## Direction 1
According to the Riddles in the Sand article, what was the album's original planned title?
## Direction 2
How would you render this sentence from the Riddles in the Sand article in Spanish: "That version contained an added background chorus in French."
## Direction 3
Can you carry on the Riddles in the Sand article from its final sentence?

## Reading passage
━━━━━━━━

Studio album by Jimmy Buffett
- Released: September 1, 1984
- Recorded: Sound Stage (Nashville, Tennessee)
- Genre: Country; Gulf and Western;
- Length: 33:25
- Label: MCA MCA-5512 (US, 12")
- Producer: Jimmy Bowen

Jimmy Buffett chronology
| One Particular Harbour (1983) | Riddles in the Sand (1984) | Last Mango in Paris (1985) |

= Riddles in the Sand =

Riddles in the Sand is the thirteenth studio album by American popular music singer-songwriter Jimmy Buffett. It was released in September 1984 as MCA 5512 and was produced by noted country music producer Jimmy Bowen and represented a concerted shift toward a more country sound by Buffett. He appeared on the album's cover in typical country singer garb and promoted the album at Fan Fair country music festival in Nashville, Tennessee. The album was originally to have been titled Gulf and Western Music reflecting the fusion of musical styles seen in much of Buffett's music often called Gulf and Western music. In the album's liner notes, Jim Harrison says, "This album has a musical range expanding in an arc from Bob Wills to Bob Marley with the Gulf somehow always there."

Professional ratings
Review scores
| Source | Rating |
| Allmusic | Star |

==Songs==
The album is the first of Buffett's not to contain a song written solely by him; he co-wrote all of the songs with Will Jennings and Michael Utley (one also with Josh Leo) except for a song by Mac McAnally and one by Rhonda Coullet. The album's final song, "La Vie Dansante," was later remade by Aaron Neville for his 1991 album Warm Your Heart. That version contained an added background chorus in French. Buffett recorded a new version of "Knees of My Heart" for his 2003 greatest hits collection Meet Me in Margaritaville: The Ultimate Collection.

━━━━━━━━

## Dataset extract
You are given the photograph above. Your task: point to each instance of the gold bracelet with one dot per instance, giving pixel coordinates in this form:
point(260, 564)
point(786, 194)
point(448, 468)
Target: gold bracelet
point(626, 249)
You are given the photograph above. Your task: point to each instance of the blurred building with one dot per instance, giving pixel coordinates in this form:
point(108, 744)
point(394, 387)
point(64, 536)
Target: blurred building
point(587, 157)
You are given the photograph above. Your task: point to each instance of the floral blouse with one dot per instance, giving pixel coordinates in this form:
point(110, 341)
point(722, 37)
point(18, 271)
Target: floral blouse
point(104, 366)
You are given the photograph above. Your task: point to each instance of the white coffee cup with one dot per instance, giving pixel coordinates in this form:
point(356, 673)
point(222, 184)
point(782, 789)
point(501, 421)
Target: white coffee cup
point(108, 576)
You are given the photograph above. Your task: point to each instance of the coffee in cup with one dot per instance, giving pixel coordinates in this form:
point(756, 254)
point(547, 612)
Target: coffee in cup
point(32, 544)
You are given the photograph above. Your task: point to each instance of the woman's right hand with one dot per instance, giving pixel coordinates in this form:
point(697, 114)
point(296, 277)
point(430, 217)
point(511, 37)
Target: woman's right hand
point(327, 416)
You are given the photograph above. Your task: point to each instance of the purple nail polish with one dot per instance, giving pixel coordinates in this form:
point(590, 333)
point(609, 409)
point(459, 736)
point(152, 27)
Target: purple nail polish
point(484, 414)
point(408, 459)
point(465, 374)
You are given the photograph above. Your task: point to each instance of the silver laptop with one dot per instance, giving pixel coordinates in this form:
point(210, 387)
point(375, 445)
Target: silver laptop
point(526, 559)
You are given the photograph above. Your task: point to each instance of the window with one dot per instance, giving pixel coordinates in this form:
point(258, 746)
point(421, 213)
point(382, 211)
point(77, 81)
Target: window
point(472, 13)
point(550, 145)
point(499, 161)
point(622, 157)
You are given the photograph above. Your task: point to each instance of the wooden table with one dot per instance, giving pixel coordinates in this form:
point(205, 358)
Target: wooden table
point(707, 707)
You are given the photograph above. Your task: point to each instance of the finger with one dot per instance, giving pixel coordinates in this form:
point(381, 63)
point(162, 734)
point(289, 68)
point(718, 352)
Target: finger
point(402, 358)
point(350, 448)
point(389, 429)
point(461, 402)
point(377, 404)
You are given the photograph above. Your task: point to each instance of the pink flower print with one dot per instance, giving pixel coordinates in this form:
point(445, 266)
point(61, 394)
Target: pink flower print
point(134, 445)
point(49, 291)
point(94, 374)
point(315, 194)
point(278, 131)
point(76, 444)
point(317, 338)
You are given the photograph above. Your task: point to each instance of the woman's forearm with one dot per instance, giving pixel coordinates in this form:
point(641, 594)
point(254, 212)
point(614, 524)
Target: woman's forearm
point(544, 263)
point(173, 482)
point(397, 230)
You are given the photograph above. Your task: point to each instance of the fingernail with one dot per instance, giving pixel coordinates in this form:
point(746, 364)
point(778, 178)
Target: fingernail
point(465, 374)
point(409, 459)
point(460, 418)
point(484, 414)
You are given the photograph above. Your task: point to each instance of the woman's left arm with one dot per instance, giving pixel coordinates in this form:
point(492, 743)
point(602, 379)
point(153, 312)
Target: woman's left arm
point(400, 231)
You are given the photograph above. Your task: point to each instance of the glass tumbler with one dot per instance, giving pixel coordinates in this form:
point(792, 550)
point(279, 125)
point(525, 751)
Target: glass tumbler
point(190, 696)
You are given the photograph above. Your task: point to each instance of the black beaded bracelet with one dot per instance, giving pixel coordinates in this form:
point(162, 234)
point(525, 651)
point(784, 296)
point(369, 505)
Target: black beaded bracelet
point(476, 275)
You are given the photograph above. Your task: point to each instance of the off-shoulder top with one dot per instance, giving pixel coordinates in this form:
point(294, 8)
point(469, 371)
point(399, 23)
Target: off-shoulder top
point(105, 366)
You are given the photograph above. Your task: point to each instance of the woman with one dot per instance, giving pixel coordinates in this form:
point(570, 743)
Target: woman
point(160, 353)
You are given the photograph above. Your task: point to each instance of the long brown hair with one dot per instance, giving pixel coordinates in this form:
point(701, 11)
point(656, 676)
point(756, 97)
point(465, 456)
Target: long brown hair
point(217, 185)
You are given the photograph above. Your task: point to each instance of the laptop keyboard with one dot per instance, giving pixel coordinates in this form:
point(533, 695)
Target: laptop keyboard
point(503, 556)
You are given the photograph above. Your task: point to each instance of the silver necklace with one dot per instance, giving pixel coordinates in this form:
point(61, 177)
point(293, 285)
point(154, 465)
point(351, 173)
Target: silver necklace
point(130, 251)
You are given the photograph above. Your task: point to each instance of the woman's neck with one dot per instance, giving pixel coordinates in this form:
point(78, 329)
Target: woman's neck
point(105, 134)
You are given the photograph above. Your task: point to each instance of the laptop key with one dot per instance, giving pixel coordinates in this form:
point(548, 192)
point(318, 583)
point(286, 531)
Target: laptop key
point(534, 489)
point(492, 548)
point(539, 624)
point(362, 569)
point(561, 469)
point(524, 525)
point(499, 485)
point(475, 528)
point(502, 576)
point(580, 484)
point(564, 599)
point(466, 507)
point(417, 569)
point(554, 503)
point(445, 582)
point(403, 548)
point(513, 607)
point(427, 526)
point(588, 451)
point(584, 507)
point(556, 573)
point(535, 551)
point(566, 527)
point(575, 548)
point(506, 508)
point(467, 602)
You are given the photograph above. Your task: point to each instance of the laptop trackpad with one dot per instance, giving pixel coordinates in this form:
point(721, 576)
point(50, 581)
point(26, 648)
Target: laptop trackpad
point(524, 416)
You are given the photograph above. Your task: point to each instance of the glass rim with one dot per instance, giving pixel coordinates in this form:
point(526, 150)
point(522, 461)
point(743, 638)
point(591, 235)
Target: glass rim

━━━━━━━━

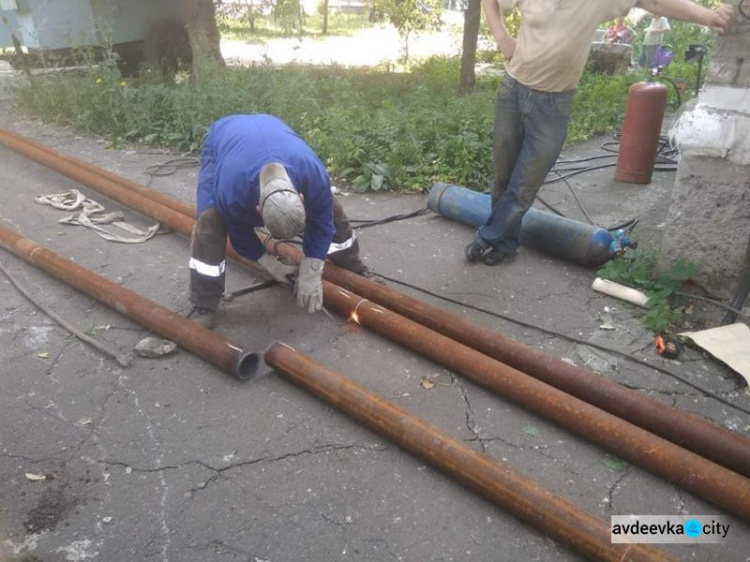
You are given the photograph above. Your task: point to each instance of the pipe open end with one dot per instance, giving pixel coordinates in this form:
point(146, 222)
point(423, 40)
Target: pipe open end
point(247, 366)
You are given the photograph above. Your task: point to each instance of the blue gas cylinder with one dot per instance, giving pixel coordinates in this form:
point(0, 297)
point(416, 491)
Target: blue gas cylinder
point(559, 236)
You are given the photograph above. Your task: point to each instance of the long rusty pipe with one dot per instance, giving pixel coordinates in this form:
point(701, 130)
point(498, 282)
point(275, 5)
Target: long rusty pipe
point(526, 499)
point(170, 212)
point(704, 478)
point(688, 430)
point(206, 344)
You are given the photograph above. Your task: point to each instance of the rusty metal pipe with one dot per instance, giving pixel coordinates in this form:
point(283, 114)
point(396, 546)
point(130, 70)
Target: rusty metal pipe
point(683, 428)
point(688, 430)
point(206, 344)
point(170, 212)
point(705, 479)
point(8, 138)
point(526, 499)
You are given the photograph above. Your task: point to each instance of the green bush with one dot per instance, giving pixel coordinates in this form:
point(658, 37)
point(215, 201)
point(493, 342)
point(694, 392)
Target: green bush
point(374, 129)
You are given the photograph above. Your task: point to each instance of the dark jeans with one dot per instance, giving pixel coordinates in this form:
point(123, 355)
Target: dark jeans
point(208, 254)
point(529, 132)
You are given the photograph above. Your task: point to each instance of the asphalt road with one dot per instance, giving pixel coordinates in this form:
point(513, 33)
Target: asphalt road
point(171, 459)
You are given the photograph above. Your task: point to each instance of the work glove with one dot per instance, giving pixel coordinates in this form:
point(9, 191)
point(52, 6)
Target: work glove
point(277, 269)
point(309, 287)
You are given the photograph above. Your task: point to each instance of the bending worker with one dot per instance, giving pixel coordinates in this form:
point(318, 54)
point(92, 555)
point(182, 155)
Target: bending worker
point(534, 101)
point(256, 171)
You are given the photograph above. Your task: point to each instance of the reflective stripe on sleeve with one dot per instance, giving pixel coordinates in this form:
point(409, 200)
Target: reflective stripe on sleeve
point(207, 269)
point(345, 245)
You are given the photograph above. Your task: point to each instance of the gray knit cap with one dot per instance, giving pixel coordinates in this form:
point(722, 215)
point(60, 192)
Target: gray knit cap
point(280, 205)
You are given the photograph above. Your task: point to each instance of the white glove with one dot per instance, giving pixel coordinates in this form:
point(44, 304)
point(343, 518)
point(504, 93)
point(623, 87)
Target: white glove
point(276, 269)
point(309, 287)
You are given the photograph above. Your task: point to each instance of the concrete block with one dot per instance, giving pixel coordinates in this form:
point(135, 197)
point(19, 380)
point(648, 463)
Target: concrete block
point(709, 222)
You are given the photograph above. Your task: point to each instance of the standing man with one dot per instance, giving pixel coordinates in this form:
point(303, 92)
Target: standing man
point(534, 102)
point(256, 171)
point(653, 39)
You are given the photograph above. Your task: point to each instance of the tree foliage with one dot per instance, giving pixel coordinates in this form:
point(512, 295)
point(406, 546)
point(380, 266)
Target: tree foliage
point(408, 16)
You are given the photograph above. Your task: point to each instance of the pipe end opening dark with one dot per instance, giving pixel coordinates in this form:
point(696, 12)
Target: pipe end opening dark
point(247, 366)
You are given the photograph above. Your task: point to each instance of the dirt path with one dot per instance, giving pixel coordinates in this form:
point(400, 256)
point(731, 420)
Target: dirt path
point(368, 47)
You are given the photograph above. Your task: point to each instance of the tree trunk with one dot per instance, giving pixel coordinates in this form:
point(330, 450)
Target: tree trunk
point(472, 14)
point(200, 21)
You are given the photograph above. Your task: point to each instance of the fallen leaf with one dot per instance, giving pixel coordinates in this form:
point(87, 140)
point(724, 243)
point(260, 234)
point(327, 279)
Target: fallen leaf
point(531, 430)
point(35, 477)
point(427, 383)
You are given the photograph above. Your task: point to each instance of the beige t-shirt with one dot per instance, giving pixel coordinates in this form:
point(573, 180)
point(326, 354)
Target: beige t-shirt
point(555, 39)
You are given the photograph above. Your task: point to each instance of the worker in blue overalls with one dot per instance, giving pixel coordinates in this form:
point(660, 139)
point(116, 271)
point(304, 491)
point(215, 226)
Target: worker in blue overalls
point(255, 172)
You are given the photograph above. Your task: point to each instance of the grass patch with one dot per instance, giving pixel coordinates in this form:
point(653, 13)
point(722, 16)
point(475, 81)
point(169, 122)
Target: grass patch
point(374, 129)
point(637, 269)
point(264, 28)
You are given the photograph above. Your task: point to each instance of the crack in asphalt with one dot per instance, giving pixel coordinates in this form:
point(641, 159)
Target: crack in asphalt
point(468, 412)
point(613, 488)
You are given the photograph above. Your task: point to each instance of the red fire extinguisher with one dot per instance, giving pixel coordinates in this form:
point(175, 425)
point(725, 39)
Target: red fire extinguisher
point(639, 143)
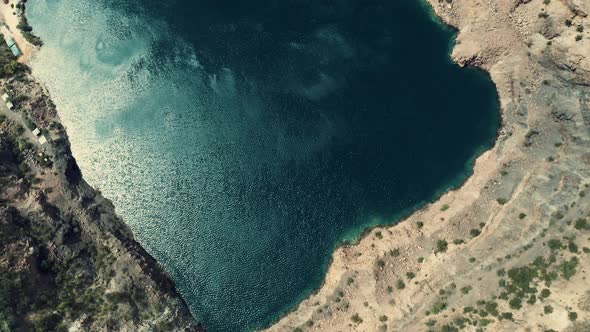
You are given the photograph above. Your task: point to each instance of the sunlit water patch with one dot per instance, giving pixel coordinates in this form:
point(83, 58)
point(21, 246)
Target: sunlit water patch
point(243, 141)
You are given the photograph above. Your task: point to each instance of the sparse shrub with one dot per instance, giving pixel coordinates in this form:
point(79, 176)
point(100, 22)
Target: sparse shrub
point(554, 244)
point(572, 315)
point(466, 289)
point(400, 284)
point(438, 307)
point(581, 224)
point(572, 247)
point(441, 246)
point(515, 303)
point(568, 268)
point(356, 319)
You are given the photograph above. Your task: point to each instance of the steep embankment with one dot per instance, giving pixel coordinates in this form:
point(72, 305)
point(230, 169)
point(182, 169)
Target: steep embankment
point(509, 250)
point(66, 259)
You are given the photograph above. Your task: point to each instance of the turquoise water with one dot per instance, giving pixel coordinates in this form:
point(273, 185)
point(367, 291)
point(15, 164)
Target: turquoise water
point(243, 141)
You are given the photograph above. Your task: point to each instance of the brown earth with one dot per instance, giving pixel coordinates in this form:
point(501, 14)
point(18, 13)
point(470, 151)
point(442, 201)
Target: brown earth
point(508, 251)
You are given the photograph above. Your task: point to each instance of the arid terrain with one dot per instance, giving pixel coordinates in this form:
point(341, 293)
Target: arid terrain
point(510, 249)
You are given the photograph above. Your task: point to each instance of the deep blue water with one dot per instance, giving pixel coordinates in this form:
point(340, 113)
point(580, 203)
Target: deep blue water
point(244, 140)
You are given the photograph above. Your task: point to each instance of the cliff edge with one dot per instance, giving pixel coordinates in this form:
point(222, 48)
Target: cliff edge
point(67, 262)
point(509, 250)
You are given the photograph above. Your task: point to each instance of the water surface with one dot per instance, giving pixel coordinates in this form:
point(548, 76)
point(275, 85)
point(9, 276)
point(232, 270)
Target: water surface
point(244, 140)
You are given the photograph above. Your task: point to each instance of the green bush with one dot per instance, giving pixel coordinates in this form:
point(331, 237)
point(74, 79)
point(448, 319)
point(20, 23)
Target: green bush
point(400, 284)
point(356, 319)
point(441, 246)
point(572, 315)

━━━━━━━━

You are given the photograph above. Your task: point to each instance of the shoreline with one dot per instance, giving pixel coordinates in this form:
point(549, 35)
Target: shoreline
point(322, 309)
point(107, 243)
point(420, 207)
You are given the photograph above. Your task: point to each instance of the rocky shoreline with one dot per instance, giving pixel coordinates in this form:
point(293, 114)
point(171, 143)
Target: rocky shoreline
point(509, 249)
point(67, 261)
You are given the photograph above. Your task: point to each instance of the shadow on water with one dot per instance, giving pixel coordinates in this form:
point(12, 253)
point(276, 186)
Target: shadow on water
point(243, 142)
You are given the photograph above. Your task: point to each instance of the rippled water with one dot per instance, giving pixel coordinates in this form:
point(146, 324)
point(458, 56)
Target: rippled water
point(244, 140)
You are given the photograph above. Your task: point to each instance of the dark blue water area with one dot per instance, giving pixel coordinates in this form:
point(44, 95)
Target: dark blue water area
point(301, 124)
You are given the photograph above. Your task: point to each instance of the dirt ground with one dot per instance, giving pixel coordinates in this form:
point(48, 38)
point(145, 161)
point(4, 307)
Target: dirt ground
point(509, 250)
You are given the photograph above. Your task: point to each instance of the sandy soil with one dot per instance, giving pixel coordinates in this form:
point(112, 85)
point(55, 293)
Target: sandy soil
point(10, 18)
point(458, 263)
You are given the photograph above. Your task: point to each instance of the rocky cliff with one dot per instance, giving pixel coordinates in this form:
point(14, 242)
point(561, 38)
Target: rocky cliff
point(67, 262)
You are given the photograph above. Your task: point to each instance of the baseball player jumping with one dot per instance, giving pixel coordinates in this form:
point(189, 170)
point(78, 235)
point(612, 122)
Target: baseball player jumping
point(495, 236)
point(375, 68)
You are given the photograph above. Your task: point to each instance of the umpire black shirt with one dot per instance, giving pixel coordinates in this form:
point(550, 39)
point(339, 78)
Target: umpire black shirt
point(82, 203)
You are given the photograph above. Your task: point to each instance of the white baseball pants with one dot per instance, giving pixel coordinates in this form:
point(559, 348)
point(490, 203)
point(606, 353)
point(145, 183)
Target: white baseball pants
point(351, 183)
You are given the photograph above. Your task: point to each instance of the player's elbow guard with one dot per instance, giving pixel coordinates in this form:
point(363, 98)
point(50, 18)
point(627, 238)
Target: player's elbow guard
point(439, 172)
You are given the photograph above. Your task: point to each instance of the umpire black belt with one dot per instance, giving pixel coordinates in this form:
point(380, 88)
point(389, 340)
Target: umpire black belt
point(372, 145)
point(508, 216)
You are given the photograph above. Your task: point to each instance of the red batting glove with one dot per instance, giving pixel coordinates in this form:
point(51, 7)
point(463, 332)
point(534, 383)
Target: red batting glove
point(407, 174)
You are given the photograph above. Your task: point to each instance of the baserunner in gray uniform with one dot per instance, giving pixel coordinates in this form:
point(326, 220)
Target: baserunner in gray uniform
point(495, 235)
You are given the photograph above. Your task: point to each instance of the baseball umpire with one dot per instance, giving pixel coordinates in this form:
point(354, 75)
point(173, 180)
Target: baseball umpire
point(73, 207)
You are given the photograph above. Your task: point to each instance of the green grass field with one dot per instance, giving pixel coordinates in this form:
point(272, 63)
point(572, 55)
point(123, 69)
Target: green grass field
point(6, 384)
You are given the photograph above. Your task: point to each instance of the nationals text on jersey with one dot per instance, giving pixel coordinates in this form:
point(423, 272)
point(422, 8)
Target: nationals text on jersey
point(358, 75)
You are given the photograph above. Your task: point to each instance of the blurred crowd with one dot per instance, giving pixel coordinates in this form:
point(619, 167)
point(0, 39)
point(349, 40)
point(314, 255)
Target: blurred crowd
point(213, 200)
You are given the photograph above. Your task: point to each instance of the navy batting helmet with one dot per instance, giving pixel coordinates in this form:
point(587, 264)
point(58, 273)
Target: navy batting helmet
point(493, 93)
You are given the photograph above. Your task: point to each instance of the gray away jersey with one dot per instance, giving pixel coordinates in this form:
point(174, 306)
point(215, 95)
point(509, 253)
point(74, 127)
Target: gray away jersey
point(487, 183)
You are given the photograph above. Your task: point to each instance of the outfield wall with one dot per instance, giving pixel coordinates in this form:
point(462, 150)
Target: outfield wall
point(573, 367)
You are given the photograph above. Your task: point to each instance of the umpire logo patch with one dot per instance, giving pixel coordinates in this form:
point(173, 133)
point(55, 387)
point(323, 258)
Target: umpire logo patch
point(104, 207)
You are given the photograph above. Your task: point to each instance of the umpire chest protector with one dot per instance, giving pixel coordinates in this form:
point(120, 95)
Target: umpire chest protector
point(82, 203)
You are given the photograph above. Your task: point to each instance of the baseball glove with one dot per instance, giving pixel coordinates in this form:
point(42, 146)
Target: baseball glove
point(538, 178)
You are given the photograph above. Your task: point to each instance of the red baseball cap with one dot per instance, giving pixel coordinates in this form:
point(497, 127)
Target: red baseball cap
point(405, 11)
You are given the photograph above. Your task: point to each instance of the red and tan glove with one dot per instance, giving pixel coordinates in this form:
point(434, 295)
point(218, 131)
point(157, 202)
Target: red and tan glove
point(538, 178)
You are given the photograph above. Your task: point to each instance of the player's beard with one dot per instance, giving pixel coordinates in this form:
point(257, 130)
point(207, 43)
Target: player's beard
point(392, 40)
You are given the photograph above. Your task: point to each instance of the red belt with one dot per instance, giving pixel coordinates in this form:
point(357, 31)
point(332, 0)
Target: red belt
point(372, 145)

━━━━━━━━

## Final answer 1
Gulf and Western Music

## Final answer 2
Esa versión contenía un coro de fondo añadido en francés.

## Final answer 3
==Chart performance==
Riddles in the Sand reached No. 95 on the Billboard 200 album chart and No. 18 on the Billboard Top Country Albums chart. The song "When the Wildlife Betrays Me" hit No. 42 on the Billboard Hot Country Singles chart, "Who's the Blonde Stranger?" hit No. 37 Country, and "Bigger Than the Both of Us" hit No. 58 Country.

| Chart (1984) | Peak position |
|---|---|
| U.S. Billboard Top Country Albums | 18 |
| U.S. Billboard 200 | 95 |

==Track listing==

Side 1
| No. | Title | Writer(s) | Length |
|---|---|---|---|
| 1. | "Who's the Blonde Stranger?" | Jimmy Buffett, Michael Utley, Will Jennings, Josh Leo | 3:44 |
| 2. | "When the Wildlife Betrays Me" | Jimmy Buffett, Michael Utley, Will Jennings | 2:51 |
| 3. | "Ragtop Day" | Jimmy Buffett, Michael Utley, Will Jennings | 3:03 |
| 4. | "She's Going Out of My Mind" | Mac McAnally | 3:26 |
| 5. | "Bigger than the Both of Us" | Rhonda Coullet | 3:57 |

Side 2
| No. | Title | Writer(s) | Length |
|---|---|---|---|
| 6. | "Knees of My Heart" | Jimmy Buffett, Michael Utley, Will Jennings | 2:41 |
| 7. | "Come to the Moon" | Jimmy Buffett, Michael Utley, Will Jennings | 3:47 |
| 8. | "Love in Decline" | Jimmy Buffett, Michael Utley, Will Jennings | 2:42 |
| 9. | "Burn that Bridge" | Jimmy Buffett, Michael Utley, Will Jennings | 3:12 |
| 10. | "La Vie Dansante" | Jimmy Buffett, Michael Utley, Will Jennings | 4:02 |

==Personnel==
The Coral Reefer Band:
- Jimmy Buffett – guitar, vocals
- Matt Betton – drums, saxophone
- Sam Clayton – percussion
- Emory Gordy Jr. – bass
- Robert Greenidge – steel drums
- Greg "Fingers" Taylor – harmonica
- Mike Utley – keyboards
- Reggie Young – guitar
- John Barlow Jarvis – synthesizer, keyboards
- Billy Joe Walker Jr. – guitar
- Larry Lee, Wendy Waldman, Thomas Flora, Mac McAnally – background vocals

==Singles==
- "When the Wild Life Betrays Me" b/w "Ragtop Day" (Released on MCA 52438 in August 1984)
- "Bigger Than the Both of Us" b/w "Come to the Moon" (Released on MCA 52499 in November 1984)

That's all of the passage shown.